**EXCERPTED PASSAGE:**
--- START ---

What is the difference between RTKs and cytokine receptors?

Answer 26

• RTKs have a kinase domain as PART of their intracellular cytosolic domain
• cytokine receptors require an additional kinase domain attached to their intracellular domain. it is not a natural part of the protein

Question 27

Describe (in more detail) the activation of RTKs. draw a diagram

Answer 27

• dimerisation
• protein kinase of each R initially P particular Tyr residues in the cytosolic kinase domains of its R partner.
• transP on the activation lip of the kinase domains results in enhancement of their activation (they are never INACTIVE, but become > active on binding P)
• enhanced kinase activity further P Tyr residues on the receptor
• P Tyr residues of the Receptor act as docking sites for further adapter proteins that facilitate signal transduction

Question 28

How are RTKs inactivated? Give an example of where see inactivation. draw a diagram

Answer 28

• RTKs undergo endocytosis and are then either degraded or recycled
• endocytosis of the HER1 receptor is increased 10fold on EGF binding and > likely to be degraded
• Rs that are bound and more likely to be degraded and unbound Rs are more likely to be recycled back to cell surface

Question 29

why is RTK inactivation important?

Answer 29

prevents prolonged cellular signalling

Question 30

What is the function of an adapter protein? give an example of a complex containing an adapter protein

Answer 30

link activated RTKs to other signalling proteins

eg GRB2 - SOS - inactiveRas GDP

Question 31

describe how we get activation of downstream signalling from an activated RTK, draw a diagram of the complex that forms

Answer 31

• adapter protein GRB2 containing SH2 and SH3 domains couple the activated R to other signalling proteins
• SH2 domain binds to phosphotyrosine residues
• SH3 domain (60 aa - small protein) binds to proline rich regions of proteins
• eg on the GEF (guanine nucleotide exchange factor) SOS
• brings SOS to the membrane so it can then bind and activate Ras (Ras already present at membrane but SOS binding recruits it to the receptor complex)

--- END ---

**SET OF TASKS:**
a - Translate this sentence from the RTK study notes into Spanish: "RTKs undergo endocytosis and are then either degraded or recycled"
b - According to the RTK study notes, by how much does EGF binding increase endocytosis of the HER1 receptor?
c - Pick up the RTK study notes after their final bullet point and continue them.
The entries that come after this are not needed for any of the tasks.

**RECORDED INFORMATION:**
--- START ---

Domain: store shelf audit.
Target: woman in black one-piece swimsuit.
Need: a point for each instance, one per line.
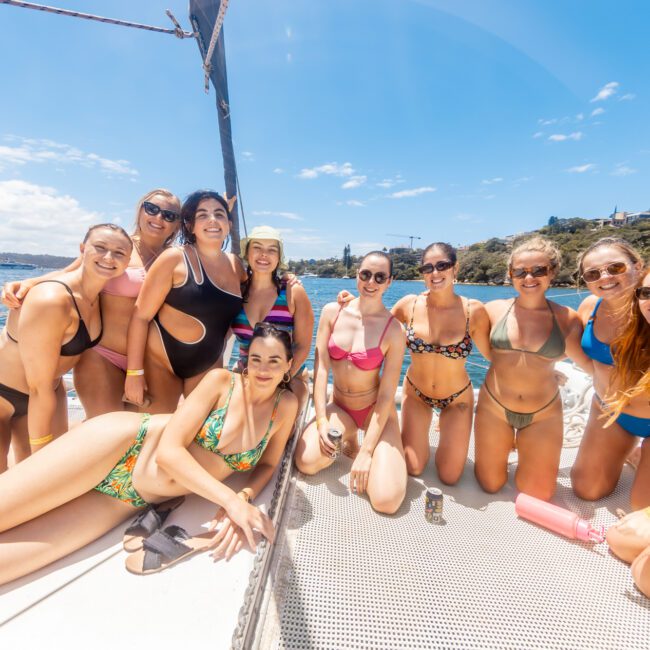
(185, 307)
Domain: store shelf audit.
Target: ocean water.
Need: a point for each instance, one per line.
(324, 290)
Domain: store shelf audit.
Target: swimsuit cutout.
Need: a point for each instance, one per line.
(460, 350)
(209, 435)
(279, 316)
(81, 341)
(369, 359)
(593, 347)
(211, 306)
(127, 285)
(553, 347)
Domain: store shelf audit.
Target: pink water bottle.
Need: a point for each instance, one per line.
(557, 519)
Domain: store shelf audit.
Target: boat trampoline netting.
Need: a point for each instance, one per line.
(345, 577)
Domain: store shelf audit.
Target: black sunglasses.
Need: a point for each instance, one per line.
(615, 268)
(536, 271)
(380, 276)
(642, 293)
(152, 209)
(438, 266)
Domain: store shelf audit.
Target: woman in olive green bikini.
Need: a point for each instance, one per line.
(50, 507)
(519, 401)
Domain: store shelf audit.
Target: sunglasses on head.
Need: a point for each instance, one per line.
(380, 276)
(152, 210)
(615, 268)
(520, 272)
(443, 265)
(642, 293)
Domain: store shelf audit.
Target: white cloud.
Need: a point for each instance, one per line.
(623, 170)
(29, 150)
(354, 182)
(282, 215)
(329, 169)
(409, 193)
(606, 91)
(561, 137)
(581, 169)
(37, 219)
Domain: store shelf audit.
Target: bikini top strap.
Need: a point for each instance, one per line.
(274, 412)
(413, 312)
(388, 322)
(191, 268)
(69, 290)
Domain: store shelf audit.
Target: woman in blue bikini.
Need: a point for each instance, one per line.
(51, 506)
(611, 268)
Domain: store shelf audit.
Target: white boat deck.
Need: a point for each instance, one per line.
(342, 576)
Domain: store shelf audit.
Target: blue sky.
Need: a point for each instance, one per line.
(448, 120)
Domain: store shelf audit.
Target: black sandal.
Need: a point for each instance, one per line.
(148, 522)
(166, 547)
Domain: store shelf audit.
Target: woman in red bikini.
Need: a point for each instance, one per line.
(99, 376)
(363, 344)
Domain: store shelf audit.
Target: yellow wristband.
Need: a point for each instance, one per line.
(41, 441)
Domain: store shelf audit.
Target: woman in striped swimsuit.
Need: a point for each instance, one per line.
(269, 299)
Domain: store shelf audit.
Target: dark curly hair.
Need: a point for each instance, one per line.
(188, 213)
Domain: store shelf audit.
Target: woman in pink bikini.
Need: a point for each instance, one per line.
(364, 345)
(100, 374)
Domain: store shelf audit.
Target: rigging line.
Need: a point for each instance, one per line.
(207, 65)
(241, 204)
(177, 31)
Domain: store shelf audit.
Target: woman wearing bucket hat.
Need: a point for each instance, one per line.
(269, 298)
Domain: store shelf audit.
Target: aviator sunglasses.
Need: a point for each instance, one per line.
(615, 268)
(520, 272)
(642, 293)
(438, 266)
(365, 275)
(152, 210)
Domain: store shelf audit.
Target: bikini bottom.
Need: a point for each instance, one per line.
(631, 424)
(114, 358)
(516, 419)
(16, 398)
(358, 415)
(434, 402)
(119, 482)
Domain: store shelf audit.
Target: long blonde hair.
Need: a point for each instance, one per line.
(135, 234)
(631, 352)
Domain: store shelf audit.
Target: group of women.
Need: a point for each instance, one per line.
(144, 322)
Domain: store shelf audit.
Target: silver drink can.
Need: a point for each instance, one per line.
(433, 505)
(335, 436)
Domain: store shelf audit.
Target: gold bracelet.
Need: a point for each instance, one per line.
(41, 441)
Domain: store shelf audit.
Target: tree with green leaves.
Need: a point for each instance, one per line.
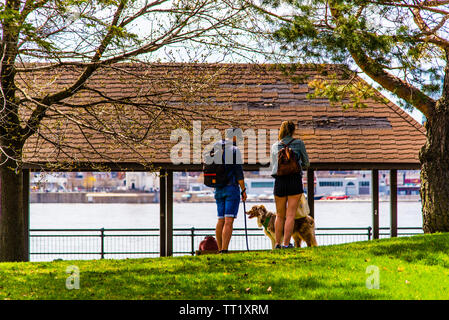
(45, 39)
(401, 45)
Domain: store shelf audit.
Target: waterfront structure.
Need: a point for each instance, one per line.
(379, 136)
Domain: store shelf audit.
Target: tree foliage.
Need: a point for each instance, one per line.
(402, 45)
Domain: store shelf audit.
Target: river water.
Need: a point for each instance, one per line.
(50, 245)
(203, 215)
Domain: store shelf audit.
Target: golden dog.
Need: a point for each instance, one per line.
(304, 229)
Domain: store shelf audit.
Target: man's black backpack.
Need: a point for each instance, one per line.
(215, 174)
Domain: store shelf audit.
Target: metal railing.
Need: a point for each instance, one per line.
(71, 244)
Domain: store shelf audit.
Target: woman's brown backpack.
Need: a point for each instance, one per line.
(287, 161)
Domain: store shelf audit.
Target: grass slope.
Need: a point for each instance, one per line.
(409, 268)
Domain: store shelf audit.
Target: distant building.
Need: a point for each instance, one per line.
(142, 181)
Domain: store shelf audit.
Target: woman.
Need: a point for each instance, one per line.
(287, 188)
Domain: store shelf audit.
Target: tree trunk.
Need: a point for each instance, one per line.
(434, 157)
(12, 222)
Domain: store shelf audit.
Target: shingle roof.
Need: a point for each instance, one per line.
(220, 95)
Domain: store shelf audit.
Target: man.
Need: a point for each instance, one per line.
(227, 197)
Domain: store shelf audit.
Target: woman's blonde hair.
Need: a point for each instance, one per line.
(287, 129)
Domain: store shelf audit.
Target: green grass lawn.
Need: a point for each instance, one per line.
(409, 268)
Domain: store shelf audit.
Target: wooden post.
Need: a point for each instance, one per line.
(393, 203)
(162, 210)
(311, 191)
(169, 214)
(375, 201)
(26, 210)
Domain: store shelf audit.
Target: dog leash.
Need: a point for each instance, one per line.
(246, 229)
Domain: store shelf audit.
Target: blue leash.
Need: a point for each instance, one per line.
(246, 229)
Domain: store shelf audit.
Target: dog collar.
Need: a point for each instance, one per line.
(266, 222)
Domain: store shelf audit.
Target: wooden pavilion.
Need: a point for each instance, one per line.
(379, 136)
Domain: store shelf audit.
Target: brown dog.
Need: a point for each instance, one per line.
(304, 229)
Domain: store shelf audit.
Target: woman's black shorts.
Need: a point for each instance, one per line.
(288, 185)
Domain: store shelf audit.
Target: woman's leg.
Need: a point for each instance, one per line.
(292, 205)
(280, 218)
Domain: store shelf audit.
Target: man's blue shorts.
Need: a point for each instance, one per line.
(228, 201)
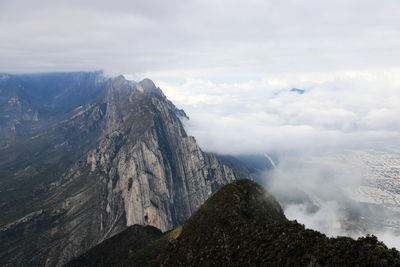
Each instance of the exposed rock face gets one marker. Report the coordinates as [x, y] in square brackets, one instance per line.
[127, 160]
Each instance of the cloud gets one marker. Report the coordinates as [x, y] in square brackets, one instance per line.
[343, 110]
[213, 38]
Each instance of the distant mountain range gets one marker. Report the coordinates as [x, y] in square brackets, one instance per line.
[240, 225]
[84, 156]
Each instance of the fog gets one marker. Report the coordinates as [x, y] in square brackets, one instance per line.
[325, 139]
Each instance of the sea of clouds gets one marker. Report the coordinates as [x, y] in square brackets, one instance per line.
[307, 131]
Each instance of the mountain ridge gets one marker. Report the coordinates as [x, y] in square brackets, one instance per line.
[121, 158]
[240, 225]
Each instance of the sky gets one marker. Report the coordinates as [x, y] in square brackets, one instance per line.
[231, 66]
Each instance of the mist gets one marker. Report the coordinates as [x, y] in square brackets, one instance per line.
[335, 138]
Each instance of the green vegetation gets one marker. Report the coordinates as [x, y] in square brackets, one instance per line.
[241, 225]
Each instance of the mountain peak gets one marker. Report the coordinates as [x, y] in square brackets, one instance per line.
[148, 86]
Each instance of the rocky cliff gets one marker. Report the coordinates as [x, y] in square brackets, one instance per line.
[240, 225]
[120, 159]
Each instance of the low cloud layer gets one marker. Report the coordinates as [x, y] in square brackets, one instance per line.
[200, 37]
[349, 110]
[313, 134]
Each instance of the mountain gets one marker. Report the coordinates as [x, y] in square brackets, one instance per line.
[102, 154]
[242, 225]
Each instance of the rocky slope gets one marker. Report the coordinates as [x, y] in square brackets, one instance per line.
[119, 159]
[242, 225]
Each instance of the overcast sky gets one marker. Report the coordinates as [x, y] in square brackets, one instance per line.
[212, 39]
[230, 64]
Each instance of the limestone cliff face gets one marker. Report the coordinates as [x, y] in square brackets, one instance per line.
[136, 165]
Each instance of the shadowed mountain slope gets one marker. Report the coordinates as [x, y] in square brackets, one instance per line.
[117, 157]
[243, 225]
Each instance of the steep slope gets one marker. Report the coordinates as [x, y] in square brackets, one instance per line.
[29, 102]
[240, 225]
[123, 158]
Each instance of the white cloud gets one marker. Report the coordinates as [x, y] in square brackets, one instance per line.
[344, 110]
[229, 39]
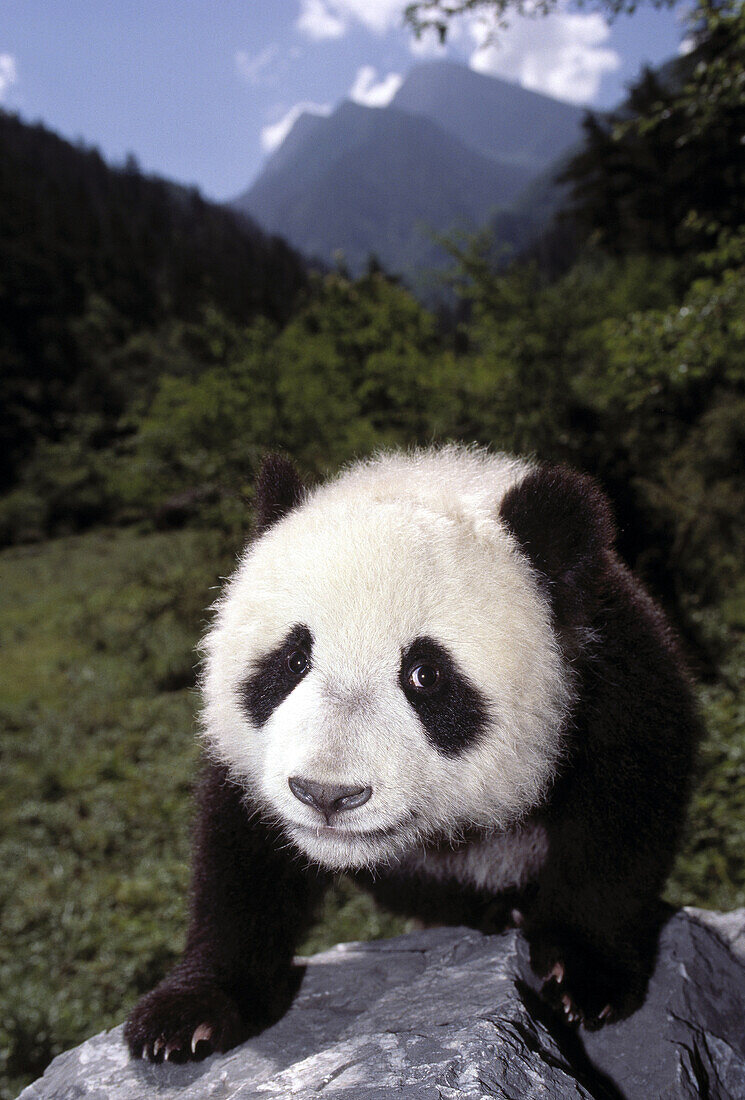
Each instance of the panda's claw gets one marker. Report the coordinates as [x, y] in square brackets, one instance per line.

--- END ---

**ANSWERS TO THE PROBLEMS:**
a - Los RTK experimentan endocitosis y luego se degradan o se reciclan.

b - It increases it tenfold.

c -
Question 32

Draw a diagram showing Ras cycling between active and inactive forms to regulate a kinase cascade. Explain it as well

Answer 32

• GEF (SOS) helps to activate Ras
• RasGDP = INACTIVE, Ras GTP = ACTIVE
• GEF promotes dissociation of RasGDP and GTP binds
• RasGTP dissociates from its GEF and can then activate a signal transduction pathway. Ras activates a ser thr kinase (eg Raf) which activates a cascade of 3 sequentially activating kinases
• MAPK (once activated) can then move into the nucleus to active tf (eg Myc)
• Ras has inherent GTPase activity (binding of a GAP - GTPase activating protein enhances this activity) and inactivates itself -> RasGDP therefore turning off signal

Question 33

What is Ras?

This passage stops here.